* **TASK INSTRUCTIONS**
Where the material below has a line containing "Target: girl's eye", start repeating exactly, and keep going through the line containing "Annotation task — mark the orange", with no other lines.

* **DATA TO USE**
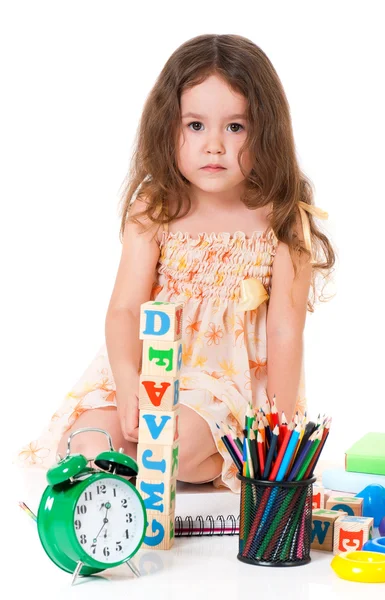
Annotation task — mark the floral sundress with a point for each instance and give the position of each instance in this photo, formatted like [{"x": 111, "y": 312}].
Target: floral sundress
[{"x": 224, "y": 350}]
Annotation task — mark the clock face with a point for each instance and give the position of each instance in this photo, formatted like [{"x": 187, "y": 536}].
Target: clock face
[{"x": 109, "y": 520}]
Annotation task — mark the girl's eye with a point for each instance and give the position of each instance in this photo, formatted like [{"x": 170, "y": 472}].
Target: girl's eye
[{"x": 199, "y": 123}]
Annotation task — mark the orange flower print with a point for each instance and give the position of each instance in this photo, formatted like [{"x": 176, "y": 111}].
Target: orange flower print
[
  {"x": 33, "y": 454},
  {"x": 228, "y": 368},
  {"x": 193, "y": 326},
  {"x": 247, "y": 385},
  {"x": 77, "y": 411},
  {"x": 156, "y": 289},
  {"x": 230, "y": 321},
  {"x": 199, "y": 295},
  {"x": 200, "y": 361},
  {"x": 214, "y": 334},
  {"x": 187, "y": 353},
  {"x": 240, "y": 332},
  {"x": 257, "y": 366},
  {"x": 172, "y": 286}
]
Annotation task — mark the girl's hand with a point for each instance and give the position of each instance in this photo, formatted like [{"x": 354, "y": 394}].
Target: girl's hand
...
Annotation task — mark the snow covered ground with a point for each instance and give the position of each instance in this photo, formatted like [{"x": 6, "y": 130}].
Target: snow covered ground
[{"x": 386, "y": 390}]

* **EXERCISE RESULT**
Target: girl's eye
[{"x": 199, "y": 123}]
Annotation task — mark the orange flower print with a point for each instance and give the position of each instance in this photo, formatted like [{"x": 176, "y": 111}].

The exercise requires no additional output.